Dataset rows showing where objects appear:
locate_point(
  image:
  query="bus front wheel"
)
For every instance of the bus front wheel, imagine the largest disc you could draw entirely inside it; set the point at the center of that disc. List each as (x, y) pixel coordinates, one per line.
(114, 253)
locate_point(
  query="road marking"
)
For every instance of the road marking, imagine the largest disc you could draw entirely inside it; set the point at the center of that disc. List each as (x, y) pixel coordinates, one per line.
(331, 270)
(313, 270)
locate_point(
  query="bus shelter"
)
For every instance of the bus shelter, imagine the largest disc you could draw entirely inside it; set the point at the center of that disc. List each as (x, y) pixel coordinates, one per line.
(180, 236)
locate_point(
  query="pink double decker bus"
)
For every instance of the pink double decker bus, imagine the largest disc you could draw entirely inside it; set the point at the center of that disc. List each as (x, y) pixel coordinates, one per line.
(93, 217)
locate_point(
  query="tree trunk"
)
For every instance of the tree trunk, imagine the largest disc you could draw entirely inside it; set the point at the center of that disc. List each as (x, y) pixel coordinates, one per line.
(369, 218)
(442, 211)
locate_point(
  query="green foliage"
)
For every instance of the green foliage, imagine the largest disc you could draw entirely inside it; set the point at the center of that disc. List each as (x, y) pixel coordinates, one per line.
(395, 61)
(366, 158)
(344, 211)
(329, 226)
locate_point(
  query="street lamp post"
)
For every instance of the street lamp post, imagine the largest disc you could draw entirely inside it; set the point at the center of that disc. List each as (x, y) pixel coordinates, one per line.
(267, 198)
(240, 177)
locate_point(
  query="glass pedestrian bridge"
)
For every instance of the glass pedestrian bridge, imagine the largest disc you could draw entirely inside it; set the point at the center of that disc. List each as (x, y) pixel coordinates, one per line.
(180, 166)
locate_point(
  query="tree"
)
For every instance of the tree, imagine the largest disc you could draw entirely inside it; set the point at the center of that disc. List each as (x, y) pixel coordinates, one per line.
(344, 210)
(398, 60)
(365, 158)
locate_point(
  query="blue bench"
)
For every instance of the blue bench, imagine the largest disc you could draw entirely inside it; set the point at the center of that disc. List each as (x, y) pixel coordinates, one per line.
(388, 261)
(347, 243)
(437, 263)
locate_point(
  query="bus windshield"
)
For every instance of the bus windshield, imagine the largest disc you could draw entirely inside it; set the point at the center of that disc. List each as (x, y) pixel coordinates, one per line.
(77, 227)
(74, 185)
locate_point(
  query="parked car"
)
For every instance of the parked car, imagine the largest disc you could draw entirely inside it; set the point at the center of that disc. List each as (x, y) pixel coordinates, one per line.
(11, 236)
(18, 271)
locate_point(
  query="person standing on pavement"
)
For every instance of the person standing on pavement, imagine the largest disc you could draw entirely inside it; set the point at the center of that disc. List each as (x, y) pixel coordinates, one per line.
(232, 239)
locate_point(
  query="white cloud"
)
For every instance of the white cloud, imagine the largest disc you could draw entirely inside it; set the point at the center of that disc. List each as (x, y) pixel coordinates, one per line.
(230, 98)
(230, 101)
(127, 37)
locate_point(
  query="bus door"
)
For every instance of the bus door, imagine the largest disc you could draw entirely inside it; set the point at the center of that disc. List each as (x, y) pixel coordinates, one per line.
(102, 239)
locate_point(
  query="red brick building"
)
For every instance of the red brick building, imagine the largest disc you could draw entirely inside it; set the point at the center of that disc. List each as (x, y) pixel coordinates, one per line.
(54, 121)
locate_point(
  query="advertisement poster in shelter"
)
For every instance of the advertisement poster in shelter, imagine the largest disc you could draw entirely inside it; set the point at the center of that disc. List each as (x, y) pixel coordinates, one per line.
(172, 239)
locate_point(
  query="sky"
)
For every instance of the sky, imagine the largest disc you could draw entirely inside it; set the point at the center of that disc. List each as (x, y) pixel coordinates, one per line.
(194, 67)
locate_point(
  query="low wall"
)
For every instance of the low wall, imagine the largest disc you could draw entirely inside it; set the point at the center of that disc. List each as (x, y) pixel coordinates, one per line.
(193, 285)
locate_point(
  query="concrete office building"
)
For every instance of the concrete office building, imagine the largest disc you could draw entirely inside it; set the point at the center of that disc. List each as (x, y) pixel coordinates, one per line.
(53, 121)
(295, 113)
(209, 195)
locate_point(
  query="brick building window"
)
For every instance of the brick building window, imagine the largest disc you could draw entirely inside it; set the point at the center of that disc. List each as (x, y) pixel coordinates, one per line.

Instruction: Return every line of the material that contains the word "bridge".

Output of the exercise:
  query="glass pedestrian bridge"
For every instance of the glass pedestrian bridge, imagine the largest disc you could draw entirely inside it; set the point at the center of that disc. List each as (x, y) pixel coordinates, one per line.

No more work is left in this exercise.